What to work on:
- 1) According to the mailing-list post on tiny IPv6 allocations, what minimum IPv6 allocation size automatically promotes an organization into Small ISP status?
- 2) Continue the mailing-list post on tiny IPv6 allocations from the point where it stops.

[arin-ppml] Draft Policy ARIN-2013-3: Tiny IPv6 Allocations for ISPs
Matthew Kaufman
matthew at matthew.at
Thu Apr 4 15:46:50 EDT 2013
Totally oppose the below. There's no reason why we should ever be giving
an ISP something smaller than a /32. Fix the silly fee schedule.
If charging $1000 instead of $500 is a disincentive (I certainly think
it is) make the /32 be $500.
Matthew Kaufman
ps. Example as to why I think it is a disincentive: I run a microwave
network linking multiple mountaintops serving the tiny needs of several
different non-profit organizations, all paid for out of my own pocket.
All of it is numbered out of legacy space I hold. Guess how much my wife
thinks I should spend per year on an IPv6 allocation from ARIN so that I
can add IPv6 to this network? I'll give you a hint: $500/year is too much.
On 4/4/2013 10:15 AM, David Farmer wrote:
> Here is the update that I propose to submit tomorrow to meet the
> publication deadline for the Barbados meeting. I believe it
> accurately reflects the changes discussed so for. Any comments are
> appreciated.
>
> Thanks.
>
> ---
>
> Draft Policy ARIN-2013-3
> Tiny IPv6 Allocations for ISPs
>
> Date: 4 April 2013
>
> Problem Statement:
>
> ARIN's fee structure provides a graduated system wherein organizations
> pay based on the amount of number resources they consume.
>
> At the very bottom end of the scale, it is presently not possible to
> be an XX-Small ISP with an IPv6 allocation because the minimum
> allocation size of /36 automatically promotes one into Small ISP
> status, resulting in a doubling of annual fees.
>
> While tiny in absolute terms, the extra costs incurred represent a
> disincentive to IPv6 deployment.
>
> To the author's knowledge, it has never been possible for an LIR/ISP
> to get a /40 allocation direct from ARIN; assignments of /40s have
> been limited to organizations that qualify as end sites or critical
> infrastructure. It is understood there is an expected correction of
> the xx-small fee category to "/40 or smaller".
>
> Policy statement:
>
> Part 1: In subsection 6.5.2. Initial Allocation Size, insert "or /40"
> at the end of the first sentence of subsection 6.5.2.1 clause (b), and
> add a new clause (g), resulting in;
>
> b. In no case shall an LIR receive smaller than a /32 unless they
> specifically request a /36 or /40. In no case shall an ISP receive
> more than a /16 initial allocation.

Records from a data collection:
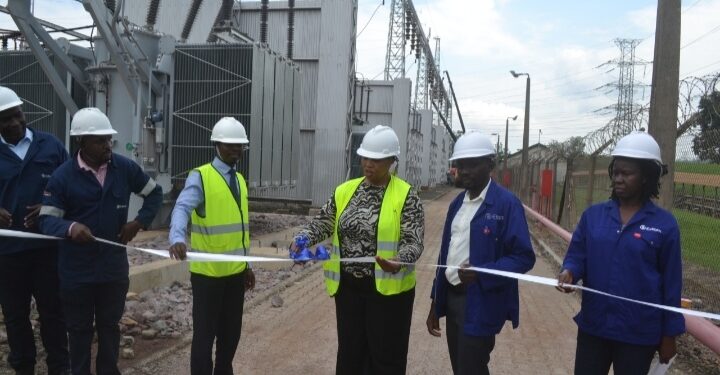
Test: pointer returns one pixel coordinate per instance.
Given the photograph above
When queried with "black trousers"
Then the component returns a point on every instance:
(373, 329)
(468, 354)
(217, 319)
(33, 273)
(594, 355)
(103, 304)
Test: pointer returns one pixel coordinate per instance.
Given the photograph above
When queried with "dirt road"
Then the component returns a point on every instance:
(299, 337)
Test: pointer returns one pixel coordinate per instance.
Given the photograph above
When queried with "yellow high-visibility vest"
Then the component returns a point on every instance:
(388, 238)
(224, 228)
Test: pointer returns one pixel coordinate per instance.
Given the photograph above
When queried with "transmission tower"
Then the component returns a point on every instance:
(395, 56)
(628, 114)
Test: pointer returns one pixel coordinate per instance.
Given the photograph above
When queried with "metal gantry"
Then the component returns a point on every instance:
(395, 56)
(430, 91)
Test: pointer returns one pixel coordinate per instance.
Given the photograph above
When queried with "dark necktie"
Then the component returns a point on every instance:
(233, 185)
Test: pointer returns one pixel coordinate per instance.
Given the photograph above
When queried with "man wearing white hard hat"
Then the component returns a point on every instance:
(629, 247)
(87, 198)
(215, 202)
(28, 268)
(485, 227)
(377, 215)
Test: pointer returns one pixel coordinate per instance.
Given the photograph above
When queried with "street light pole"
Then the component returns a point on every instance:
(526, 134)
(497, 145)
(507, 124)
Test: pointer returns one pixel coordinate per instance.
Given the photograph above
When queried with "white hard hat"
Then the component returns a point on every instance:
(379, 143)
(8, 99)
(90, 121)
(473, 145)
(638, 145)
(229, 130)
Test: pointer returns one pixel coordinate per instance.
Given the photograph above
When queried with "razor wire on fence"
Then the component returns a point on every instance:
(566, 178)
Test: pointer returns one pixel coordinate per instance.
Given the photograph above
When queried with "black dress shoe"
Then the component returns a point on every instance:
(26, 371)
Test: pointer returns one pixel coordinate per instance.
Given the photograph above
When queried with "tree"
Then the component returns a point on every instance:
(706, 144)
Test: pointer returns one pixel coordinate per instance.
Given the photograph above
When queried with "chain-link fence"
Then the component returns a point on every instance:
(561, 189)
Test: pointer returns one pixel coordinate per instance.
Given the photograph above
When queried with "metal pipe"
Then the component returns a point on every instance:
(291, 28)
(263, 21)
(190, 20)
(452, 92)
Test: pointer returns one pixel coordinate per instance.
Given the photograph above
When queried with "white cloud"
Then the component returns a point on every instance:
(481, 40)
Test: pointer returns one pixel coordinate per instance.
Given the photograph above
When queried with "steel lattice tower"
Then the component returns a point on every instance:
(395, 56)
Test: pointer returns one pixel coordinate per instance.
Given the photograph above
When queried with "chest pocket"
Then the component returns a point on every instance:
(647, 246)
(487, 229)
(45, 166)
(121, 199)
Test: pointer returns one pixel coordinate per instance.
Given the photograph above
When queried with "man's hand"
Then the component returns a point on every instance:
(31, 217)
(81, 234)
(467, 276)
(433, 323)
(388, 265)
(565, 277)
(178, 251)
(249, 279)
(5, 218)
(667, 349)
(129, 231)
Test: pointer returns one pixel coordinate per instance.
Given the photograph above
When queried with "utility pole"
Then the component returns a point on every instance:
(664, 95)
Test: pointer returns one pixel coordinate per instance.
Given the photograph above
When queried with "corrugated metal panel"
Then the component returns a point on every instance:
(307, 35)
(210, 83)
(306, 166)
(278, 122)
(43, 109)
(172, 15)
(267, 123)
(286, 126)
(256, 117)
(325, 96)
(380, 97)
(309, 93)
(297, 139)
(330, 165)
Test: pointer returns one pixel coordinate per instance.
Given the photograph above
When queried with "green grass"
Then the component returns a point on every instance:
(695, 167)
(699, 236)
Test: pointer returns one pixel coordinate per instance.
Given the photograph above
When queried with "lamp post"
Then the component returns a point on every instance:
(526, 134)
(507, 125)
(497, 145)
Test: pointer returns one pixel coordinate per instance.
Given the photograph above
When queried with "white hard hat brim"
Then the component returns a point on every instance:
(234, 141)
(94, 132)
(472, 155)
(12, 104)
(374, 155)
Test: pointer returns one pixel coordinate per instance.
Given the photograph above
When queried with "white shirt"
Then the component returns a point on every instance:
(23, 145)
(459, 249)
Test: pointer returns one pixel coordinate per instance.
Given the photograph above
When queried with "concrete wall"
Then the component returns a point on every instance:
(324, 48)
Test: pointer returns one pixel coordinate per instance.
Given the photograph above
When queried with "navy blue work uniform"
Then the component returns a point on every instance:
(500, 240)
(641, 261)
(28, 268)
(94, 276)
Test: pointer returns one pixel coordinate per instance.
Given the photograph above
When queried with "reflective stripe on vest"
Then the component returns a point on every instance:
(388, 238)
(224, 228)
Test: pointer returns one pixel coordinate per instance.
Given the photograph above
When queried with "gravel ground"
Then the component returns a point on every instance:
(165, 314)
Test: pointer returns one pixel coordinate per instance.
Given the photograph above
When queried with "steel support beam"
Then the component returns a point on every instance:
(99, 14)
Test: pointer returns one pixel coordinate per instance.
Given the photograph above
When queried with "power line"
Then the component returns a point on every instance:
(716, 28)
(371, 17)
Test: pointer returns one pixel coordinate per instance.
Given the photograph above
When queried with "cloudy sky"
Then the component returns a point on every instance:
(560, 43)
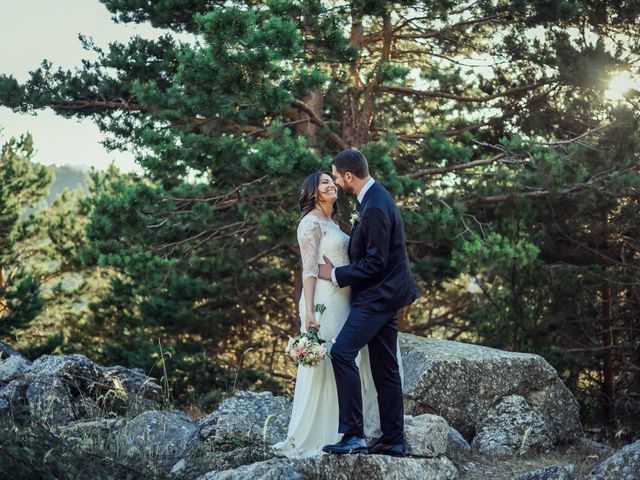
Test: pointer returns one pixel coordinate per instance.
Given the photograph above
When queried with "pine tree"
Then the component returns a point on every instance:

The results:
- 1) A /36.

- 2)
>
> ...
>
> g. An LIR that requests a smaller /36 or /40 allocation is entitled to
> expand the allocation to /32 or /36 at any time without additional
> justification. Such expansions are not considered subsequent
> allocations. However, any expansions beyond /32 are considered
> subsequent allocations, and must conform to section 6.5.3.
>
> Part 2: Add a new subsection to section 6 "IPv6";
>
> 6.12 Reduction or Return
>
> ARIN will accept the return of whole or partial block(s) allowing an
> organization to reduce their holdings as long as:
>
> a. The end result is not an increase in the number of non-contiguous
> blocks held by the organization.
>
> b. Whole blocks are returned to the extent practicable.
>
> c. Partial block(s) retained must conform to applicable policies, as
> to size, alignment, etc…
>
> d. Partial block(s) retained are within a single reserved space or
> aggregate set aside for the organization in the ARIN database to the
> extent practicable.
>
> e. All returned block(s) must not be in use by the organization or its
> customers.
>
> Comments:
>
> The author acknowledges the shortcomings of providing an ISP with an
> allocation of a size that is more traditionally associated with end
> sites. In order to avoid possible bad effects on the routing table,
> the author encourages ARIN staff to adopt the same sparse allocation
> practice as currently exists for larger allocations, perhaps even
> reserving a block as large as the /28 that is reserved for /32s. Note
> the policy intent of part 1 requires a minimum of a /32 be reserved.
>
> Part 1 brings ARIN's allocation policies in line with the upcoming fee
> schedule, with the addition of an expected correction of the xx-small
> fee category to "/40 or smaller". This makes it possible to qualify
> for each ISP fee category while holding IPv6 number resources and
> allows expansion up to /32 without justification as a subsequent
> allocation as driven by an ISP's business demands.
>
> Part 2 codifies and expands upon current practice for selective return
> in the manner described by John Curran on the arin-discuss mailing
> list (7-Mar-2013 in
> 8DA1853CE466B041B104C1CAEE00B3748F9239EA at CHAXCH01.corp.arin.net ) It
> specifies the generic requirements that should be meet for such returns.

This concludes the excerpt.